EXERCISE SET ::
1. In the forum thread on entering the local art scene, reproduce everything from "## orljustin (Aug" down to "your skills first.".
2. Render this sentence from the forum thread on entering the local art scene into Spanish: "If you want to sell prints, pick a niche and concentrate on it."

Oh, I'm definitely running in 10 different directions, lol! I want to get into my local art scene but I'm intimidated because my level of knowledge is hovering around zero which doesn't sit well since I'm a perfectionist!

Note to self: Step 1 - Relax

Thanks for your help!


----------



## terri (Aug 18, 2013)

You are very welcome.       Stay relaxed, focus on getting into at least one, and when it's over you will have learned a ton!   

Best of luck with it.


----------



## orljustin (Aug 18, 2013)

The images on your website look pretty much like walk around snapshots from vacations and things.  Rule one, never listen to family and friends.  They either lie or don't know what they're talking about.

If you want to sell prints, pick a niche and concentrate on it.  Covered bridges, sports, liquor bottles, whatever.  And work on your exposure and composition.


----------



## ann (Aug 18, 2013)

Listen to Terry, slow down and work on your skills first.

Your website is all over the place which is reflected in your questions. 

In my area of the world, art and craft shows are usually judged based, which means one applies, submits 4 images, one including the booth, which can't show people or names. The judges then view the work and based on specific guide lines, grade each individual artist.  Depending on the type of event, the organizers have a general idea of how many photographers , oil painters, pottery , jewelry , etc. artist they are going to pick as they want a balanced show.

Also, the local feel of the community will influence what type of art is being shown, think age, money etc.  Not to be ugly, but as an example, an art show in a mountain area will more likely be looking at a different type of art than a large metro city with an established art community and people will fat wallets. (Not that someone who lives in a mountain area doesn't have a fat wallet, but........

SOURCE DATA ::

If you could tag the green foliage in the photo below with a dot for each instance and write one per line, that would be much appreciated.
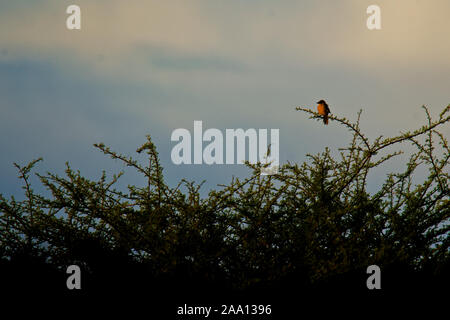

RESPONSES FOR EACH TASK ::
1.
## orljustin (Aug 18, 2013)

The images on your website look pretty much like walk around snapshots from vacations and things.  Rule one, never listen to family and friends.  They either lie or don't know what they're talking about.

If you want to sell prints, pick a niche and concentrate on it.  Covered bridges, sports, liquor bottles, whatever.  And work on your exposure and composition.


----------



## ann (Aug 18, 2013)

Listen to Terry, slow down and work on your skills first.

2. Si quieres vender impresiones, elige un nicho y concéntrate en él.